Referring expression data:
- - -

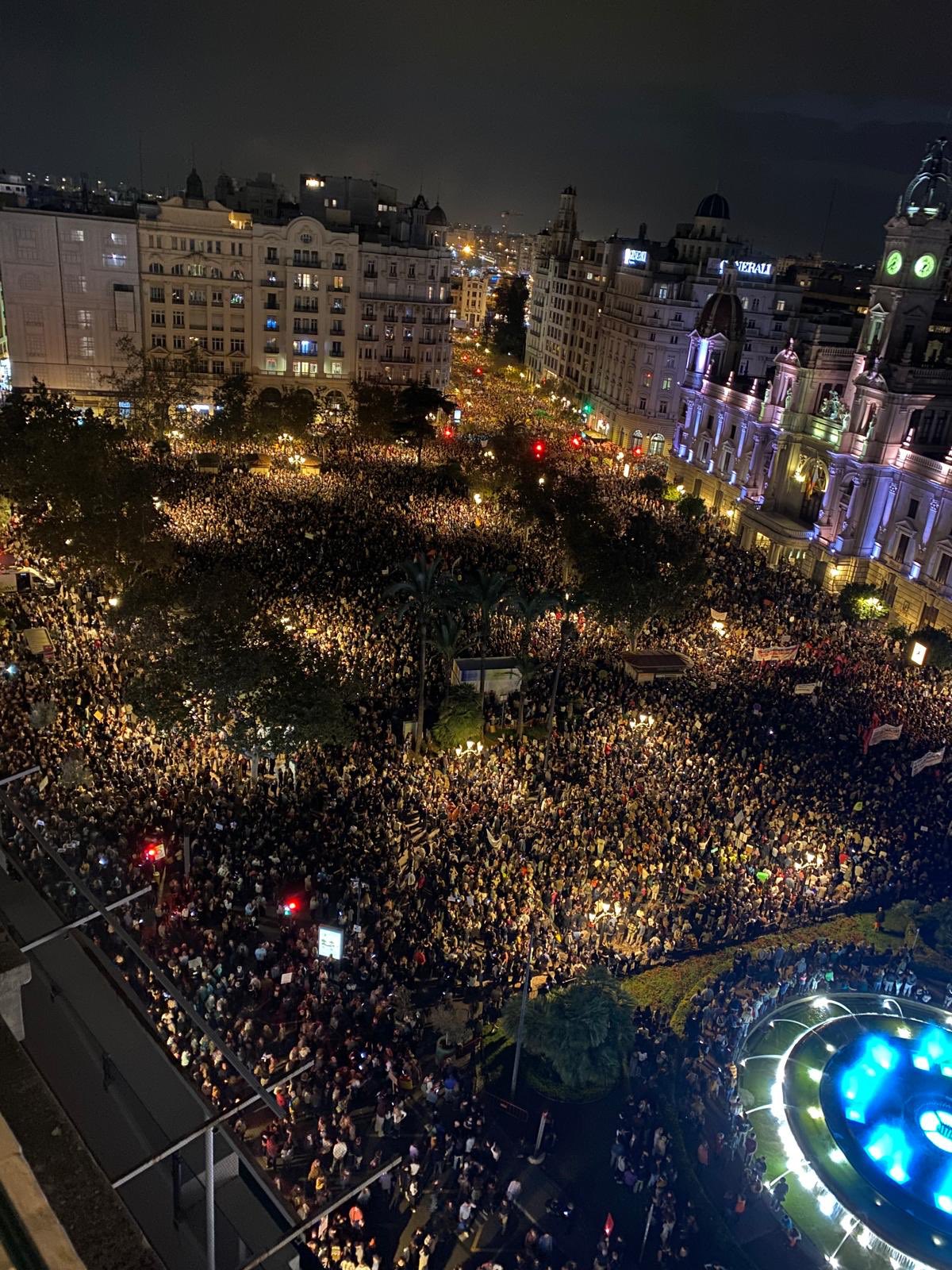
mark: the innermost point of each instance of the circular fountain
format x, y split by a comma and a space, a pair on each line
850, 1098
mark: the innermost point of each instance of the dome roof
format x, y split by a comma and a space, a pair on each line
723, 315
714, 207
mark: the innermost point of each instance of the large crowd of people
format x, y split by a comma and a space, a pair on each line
670, 818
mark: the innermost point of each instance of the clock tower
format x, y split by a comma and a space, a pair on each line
916, 258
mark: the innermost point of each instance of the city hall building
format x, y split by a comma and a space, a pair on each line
843, 463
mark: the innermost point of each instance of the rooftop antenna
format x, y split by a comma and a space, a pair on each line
829, 214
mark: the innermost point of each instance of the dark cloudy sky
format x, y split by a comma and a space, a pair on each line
643, 105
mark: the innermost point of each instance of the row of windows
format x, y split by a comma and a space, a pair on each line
211, 247
181, 342
236, 298
196, 271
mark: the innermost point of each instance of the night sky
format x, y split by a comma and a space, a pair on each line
643, 106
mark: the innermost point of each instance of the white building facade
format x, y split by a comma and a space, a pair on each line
70, 294
844, 464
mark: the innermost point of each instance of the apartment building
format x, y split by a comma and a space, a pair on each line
196, 270
569, 279
305, 304
70, 291
317, 300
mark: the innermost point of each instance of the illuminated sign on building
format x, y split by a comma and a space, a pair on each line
753, 268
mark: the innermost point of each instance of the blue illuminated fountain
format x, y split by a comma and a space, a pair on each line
888, 1103
850, 1096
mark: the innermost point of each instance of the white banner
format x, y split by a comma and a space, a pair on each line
930, 760
781, 656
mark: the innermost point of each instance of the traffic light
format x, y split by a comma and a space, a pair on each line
154, 851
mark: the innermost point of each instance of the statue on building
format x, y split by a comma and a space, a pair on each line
835, 410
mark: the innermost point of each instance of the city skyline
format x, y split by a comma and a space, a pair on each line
806, 137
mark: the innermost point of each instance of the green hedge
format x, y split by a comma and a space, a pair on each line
543, 1080
672, 987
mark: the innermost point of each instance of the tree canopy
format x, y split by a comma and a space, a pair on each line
79, 489
584, 1032
509, 328
862, 602
635, 573
206, 652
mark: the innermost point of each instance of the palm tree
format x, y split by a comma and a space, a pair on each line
486, 592
568, 632
446, 638
528, 607
419, 592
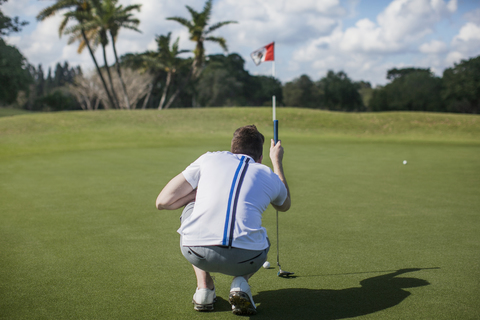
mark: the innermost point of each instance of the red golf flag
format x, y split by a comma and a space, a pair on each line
264, 54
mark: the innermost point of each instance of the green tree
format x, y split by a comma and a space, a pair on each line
14, 75
301, 92
107, 19
79, 11
340, 93
8, 24
165, 64
415, 90
199, 30
395, 73
462, 86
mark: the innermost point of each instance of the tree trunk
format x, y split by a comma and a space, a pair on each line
117, 64
165, 90
145, 102
180, 88
110, 77
98, 69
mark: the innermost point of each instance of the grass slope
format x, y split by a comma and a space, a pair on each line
81, 237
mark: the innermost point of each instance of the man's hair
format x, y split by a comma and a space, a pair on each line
248, 140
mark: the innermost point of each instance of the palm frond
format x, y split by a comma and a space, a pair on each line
219, 25
221, 41
182, 21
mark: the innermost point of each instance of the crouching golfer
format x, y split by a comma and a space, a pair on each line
225, 195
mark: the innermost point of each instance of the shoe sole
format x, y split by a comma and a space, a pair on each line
203, 307
241, 303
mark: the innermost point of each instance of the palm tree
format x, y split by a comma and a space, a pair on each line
167, 57
79, 11
199, 33
164, 60
110, 18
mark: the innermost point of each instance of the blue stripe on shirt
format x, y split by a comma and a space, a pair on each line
230, 198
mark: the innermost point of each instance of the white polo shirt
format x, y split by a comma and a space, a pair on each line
233, 191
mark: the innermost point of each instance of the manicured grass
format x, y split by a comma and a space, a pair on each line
81, 238
5, 112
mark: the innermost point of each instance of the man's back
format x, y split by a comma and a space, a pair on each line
233, 192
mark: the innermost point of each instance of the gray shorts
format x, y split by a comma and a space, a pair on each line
221, 259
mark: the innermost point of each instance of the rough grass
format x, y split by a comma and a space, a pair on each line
81, 239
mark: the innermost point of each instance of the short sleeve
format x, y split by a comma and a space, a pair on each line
192, 172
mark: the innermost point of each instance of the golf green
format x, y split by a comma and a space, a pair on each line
367, 236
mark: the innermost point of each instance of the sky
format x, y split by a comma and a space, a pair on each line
363, 38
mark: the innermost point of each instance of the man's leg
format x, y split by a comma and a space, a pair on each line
204, 279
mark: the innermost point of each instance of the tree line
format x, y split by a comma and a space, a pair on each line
166, 78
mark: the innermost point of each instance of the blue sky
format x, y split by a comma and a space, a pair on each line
363, 38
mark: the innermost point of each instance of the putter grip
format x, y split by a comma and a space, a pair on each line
275, 131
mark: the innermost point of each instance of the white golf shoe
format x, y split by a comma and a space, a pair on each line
241, 297
203, 299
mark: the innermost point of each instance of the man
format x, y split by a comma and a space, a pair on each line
225, 195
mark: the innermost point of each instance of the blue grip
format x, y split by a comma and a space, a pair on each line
275, 131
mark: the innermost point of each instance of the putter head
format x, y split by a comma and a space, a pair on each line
284, 274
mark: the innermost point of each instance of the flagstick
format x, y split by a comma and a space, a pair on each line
273, 97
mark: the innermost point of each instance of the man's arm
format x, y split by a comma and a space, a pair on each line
276, 155
177, 193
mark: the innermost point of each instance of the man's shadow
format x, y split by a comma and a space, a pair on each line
375, 294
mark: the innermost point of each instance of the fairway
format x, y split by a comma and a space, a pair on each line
367, 236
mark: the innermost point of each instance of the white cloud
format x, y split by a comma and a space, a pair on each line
466, 43
433, 46
473, 16
310, 35
454, 57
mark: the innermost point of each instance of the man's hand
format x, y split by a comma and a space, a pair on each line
276, 155
276, 152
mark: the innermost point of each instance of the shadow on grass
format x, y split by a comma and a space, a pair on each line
375, 294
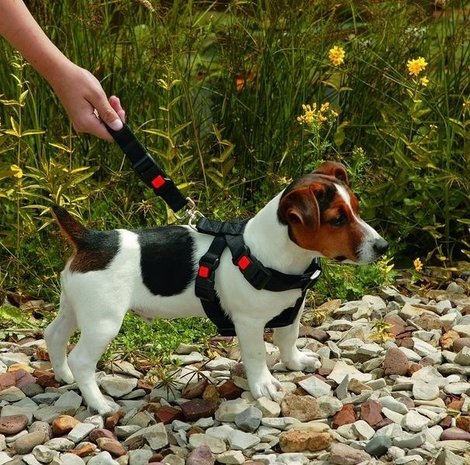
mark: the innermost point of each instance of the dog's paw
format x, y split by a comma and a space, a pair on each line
64, 375
106, 407
303, 361
265, 386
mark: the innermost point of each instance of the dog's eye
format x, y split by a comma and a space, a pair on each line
339, 220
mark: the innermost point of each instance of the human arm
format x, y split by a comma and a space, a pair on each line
78, 90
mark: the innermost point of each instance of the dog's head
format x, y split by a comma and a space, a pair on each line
322, 215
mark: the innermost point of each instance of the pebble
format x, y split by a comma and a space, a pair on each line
366, 403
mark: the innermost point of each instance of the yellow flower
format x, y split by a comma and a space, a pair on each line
336, 55
424, 81
416, 66
418, 264
16, 171
313, 116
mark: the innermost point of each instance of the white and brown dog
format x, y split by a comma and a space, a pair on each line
153, 272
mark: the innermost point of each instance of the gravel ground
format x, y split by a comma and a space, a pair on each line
403, 400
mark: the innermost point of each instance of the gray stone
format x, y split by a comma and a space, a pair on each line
268, 407
140, 456
415, 422
43, 454
231, 457
249, 420
378, 446
118, 386
410, 441
26, 443
80, 431
60, 444
103, 458
425, 391
11, 394
342, 454
216, 445
315, 386
447, 457
239, 440
229, 409
156, 436
71, 459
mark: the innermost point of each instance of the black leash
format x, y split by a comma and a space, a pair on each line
148, 170
226, 234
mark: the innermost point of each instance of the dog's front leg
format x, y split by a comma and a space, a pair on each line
253, 353
285, 338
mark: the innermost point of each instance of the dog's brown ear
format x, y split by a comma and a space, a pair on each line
337, 170
300, 207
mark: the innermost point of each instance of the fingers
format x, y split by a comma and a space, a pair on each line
115, 102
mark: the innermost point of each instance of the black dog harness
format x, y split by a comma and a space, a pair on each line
226, 234
230, 234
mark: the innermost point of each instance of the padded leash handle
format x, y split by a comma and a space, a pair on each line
147, 168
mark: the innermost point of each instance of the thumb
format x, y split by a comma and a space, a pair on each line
108, 115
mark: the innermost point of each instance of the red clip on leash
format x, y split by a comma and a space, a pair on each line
148, 170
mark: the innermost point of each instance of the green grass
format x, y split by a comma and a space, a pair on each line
213, 90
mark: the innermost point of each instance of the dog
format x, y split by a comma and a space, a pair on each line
152, 272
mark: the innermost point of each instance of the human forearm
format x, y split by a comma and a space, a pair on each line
23, 32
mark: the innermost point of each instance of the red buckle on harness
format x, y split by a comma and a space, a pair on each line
244, 262
204, 272
158, 181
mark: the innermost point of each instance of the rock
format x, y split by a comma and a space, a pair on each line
229, 409
115, 448
118, 386
231, 457
239, 440
80, 431
103, 458
198, 408
25, 444
425, 391
249, 420
216, 445
447, 457
378, 445
455, 434
364, 430
268, 407
345, 416
415, 422
44, 455
13, 424
304, 408
342, 454
395, 362
342, 369
301, 441
371, 412
63, 424
201, 455
315, 386
11, 394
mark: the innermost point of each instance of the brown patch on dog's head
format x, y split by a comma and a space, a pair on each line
322, 213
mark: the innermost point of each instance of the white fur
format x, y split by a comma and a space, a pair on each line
96, 302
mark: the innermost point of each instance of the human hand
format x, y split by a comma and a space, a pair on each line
86, 102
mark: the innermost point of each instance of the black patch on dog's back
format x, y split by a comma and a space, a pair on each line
166, 259
95, 251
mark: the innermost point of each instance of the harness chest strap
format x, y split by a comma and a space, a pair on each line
231, 234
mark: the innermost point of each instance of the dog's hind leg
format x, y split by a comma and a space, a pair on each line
99, 324
57, 335
285, 338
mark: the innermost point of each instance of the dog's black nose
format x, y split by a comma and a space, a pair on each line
380, 246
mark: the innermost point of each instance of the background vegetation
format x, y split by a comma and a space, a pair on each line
214, 90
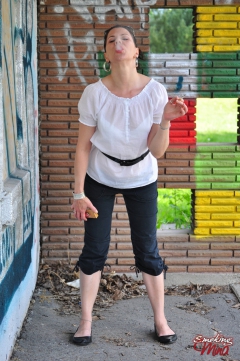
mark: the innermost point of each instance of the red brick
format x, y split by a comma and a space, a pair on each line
172, 269
126, 261
187, 261
51, 170
49, 200
49, 125
54, 246
55, 185
186, 245
209, 253
53, 141
55, 95
225, 261
63, 178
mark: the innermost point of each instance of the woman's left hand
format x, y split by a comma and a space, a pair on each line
174, 108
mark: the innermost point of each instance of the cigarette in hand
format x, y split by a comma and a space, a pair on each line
91, 214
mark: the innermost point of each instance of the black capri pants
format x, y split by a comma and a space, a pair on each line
141, 204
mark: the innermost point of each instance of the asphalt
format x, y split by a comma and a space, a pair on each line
125, 331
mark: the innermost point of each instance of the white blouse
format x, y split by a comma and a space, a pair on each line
122, 128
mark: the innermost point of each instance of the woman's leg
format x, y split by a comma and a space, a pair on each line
89, 285
155, 290
94, 254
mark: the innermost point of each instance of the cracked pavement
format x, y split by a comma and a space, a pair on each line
125, 331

- - -

▶ **How to complete this task**
Reproduce each line above that contains "shirt".

▶ **Task output**
mark: the innermost point of each instance of the blue stripe on shirt
mark: the innermost point of each instance of the white polo shirt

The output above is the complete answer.